Passage: Begin
Third, I particularly like how this volume explores the mostly neglected internal diversity of the SBNR. It used to be that books on America’s spiritual marketplace focused on white, middle- and upper-middle class inner journeys. An earlier generation of scholars associated the SBNR with baby-boomer women in particular. Recent survey data from Pew and other organizations however show that the SBNR and related groups, such as those with “no religion,” are actually very diverse.
This volume begins examining this diversity with several excellent contributions from Joy Bostic, Andrea Jain, Matthew Hedstrom and Melissa Wilcox. Bostic examines the hybrid religious practices and sensibilities of the Baptist-Buddhist African-American Janice Dean Willis and the prophetic writer and activist James Baldwin. She shows how these two figures pursued spiritual quests that opened up novel forms of community and led to more complex kinds of religious subjectivity. Andrea Jain’s contribution examines how the practices of Bikram Yoga have been commodified, branded, and incorporated into the lives of SBNR Americans. Jain usefully describes these spiritual practices as both authentically spiritual and fully commercialized. This is not a “takeover or replacement of religion,” she writes, but simply a modern “manifestation of religion.”
Passage: End
Source material: Begin
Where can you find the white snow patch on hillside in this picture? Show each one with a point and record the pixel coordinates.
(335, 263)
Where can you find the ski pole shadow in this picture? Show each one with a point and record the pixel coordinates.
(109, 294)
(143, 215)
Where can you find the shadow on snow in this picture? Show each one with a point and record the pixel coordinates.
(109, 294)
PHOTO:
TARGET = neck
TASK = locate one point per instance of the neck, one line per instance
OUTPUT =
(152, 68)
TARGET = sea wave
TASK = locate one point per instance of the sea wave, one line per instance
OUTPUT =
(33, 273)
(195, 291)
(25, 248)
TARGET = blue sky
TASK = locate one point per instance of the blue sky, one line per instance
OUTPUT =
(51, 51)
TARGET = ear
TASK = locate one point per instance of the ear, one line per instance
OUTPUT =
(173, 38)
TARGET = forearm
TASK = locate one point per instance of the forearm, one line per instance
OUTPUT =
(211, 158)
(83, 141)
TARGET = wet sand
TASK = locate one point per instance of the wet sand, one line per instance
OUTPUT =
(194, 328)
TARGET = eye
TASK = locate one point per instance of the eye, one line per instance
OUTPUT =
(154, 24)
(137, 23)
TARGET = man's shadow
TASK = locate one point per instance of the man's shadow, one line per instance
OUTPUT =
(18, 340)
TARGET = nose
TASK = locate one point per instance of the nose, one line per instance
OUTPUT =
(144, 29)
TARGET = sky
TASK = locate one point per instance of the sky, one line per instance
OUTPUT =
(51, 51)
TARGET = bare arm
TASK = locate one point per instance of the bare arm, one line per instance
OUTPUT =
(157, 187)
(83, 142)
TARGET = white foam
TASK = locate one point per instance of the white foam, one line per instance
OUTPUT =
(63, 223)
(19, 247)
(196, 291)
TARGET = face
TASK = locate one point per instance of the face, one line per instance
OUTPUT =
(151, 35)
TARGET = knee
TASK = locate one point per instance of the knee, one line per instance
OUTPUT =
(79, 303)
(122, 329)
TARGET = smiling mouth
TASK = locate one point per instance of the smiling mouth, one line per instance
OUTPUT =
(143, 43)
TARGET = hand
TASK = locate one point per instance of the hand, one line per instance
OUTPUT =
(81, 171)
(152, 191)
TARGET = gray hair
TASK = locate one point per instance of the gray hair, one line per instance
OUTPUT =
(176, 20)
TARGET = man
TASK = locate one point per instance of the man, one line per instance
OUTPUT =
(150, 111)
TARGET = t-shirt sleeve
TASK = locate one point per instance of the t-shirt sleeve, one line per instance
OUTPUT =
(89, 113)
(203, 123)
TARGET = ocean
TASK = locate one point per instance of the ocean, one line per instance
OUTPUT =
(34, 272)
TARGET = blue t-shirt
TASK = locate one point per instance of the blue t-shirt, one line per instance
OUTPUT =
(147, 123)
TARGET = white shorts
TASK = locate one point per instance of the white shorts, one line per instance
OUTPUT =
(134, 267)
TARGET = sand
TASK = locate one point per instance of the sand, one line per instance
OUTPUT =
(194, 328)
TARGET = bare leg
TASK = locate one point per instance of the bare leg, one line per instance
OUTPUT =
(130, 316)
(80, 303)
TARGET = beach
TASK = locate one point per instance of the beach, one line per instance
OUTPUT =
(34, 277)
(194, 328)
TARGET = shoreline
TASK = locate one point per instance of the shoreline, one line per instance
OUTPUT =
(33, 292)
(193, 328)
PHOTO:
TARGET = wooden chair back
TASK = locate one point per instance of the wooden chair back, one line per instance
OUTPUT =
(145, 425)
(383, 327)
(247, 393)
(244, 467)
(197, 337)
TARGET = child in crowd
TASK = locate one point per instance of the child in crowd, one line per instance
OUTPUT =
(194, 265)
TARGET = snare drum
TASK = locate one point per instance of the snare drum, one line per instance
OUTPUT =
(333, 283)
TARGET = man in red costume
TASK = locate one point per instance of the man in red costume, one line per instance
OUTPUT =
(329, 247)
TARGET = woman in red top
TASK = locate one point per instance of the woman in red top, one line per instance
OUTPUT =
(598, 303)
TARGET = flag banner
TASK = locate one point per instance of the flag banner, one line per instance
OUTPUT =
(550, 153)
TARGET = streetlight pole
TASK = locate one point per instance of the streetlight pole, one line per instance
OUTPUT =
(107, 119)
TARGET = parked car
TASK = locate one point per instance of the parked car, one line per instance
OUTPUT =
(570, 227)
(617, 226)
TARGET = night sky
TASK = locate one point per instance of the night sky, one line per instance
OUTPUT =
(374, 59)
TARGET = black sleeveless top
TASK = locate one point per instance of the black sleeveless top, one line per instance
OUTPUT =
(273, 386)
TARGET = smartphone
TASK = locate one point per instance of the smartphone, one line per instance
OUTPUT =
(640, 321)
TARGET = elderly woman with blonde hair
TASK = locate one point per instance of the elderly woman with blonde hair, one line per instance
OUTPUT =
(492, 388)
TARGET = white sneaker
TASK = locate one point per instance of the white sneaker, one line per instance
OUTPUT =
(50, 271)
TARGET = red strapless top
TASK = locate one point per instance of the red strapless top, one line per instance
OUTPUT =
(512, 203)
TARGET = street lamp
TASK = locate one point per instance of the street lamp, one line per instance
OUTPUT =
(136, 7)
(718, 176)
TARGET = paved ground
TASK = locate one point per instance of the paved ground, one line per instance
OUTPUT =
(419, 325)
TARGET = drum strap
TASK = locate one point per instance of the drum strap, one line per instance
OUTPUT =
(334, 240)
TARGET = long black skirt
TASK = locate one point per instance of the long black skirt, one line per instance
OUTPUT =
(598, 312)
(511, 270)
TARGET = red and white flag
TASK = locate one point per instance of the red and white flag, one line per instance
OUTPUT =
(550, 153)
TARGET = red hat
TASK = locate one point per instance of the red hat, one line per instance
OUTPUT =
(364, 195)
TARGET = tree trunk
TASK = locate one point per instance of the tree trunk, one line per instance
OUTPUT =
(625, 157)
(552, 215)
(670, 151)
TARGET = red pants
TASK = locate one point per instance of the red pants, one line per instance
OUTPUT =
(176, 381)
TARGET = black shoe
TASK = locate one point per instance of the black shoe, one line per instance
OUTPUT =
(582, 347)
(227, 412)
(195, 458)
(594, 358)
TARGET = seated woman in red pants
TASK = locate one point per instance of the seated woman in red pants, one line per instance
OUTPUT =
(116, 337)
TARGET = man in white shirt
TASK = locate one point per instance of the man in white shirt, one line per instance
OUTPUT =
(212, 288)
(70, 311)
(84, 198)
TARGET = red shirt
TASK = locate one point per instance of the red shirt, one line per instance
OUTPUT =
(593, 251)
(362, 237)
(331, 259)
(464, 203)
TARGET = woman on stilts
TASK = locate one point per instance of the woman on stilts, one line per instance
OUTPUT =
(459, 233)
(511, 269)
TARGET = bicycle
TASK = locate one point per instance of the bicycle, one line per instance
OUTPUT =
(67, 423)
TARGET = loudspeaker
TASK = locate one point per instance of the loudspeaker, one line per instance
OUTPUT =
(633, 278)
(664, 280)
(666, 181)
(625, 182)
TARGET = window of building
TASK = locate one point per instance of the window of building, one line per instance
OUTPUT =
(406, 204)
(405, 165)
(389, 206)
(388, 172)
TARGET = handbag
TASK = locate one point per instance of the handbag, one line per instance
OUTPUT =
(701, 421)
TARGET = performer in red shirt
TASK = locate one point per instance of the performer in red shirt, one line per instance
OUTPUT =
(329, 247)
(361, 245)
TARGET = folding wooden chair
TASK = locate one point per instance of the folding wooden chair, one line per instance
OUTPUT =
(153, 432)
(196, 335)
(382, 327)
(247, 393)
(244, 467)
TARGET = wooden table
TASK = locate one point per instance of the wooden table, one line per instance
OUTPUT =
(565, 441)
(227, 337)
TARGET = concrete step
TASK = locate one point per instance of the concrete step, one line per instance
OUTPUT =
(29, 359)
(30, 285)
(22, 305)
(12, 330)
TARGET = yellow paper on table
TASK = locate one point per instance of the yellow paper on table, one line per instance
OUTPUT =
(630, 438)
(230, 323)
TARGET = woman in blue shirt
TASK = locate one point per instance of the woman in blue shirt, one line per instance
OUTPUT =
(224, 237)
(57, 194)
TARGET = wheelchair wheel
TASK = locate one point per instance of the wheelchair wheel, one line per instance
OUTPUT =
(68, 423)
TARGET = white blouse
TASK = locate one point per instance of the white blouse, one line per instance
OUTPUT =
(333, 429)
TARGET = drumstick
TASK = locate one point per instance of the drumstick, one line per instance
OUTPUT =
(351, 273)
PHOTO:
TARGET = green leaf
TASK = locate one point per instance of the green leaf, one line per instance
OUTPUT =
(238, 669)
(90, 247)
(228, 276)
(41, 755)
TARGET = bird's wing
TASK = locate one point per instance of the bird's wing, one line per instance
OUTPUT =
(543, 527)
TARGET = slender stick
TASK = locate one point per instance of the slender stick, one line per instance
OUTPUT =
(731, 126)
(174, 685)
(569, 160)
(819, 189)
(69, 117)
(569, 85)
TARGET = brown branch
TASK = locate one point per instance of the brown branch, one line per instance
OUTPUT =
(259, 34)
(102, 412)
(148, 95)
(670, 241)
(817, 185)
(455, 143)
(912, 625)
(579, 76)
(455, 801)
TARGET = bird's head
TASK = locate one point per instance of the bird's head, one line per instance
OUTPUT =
Source material: End
What this exercise asks =>
**a)** Transcribe the SBNR review, starting with "Third, I particularly" and going on through "actually very diverse.".
**b)** Pick up the SBNR review after its final sentence and carry it forward.
The entries come from a different source than the SBNR review.

Results of the tasks =>
**a)**
Third, I particularly like how this volume explores the mostly neglected internal diversity of the SBNR. It used to be that books on America’s spiritual marketplace focused on white, middle- and upper-middle class inner journeys. An earlier generation of scholars associated the SBNR with baby-boomer women in particular. Recent survey data from Pew and other organizations however show that the SBNR and related groups, such as those with “no religion,” are actually very diverse.

**b)**
Two additional authors help us understand the internal diversity of this movement. Matthew Hedstrom identifies an equally powerful non-Western tradition that contributed to a very diverse SBNR America, mindfulness meditation. Hedstrom helpfully complicates our understanding of how westerners appropriated and redeployed Buddhist forms of meditation and devotion, mixing and combining these traditions with psychology and self-help. Finally, Melissa Wilcox develops an insightful examination of the inventive religious beliefs and practices of several queer nuns who are antiracist activists. These nuns borrow terms from different contexts such as hajj (from Islam) and darshan (from Indian traditions) to develop new spiritual practices and a new vocabulary to talk about justice and equality. All of these chapters help us understand things that mostly remain hidden from observers of the SBNR—power, cultural appropriation, the dynamics of colonialism and globalization.
Like all good books, this one raises new and exciting questions. What exactly contributed to the rise and ongoing power of this group? What is the relationship between this group and new communications media? What is this group’s impact on American politics and social movements, including the Democratic Party? How do different SBNR people mobilize power and embrace or resist consumer culture? How do they configure the intimate spaces of the home, organize themselves in networks of association, and raise children? One hopeful possibility is that this book and several others on SBNR in the last few years will galvanize interest and stimulate more scholarly conversations about SBNR and how this impulse is reshaping the landscape of American religious and social movements.
Christopher G. White is Professor of Religion at Vassar College.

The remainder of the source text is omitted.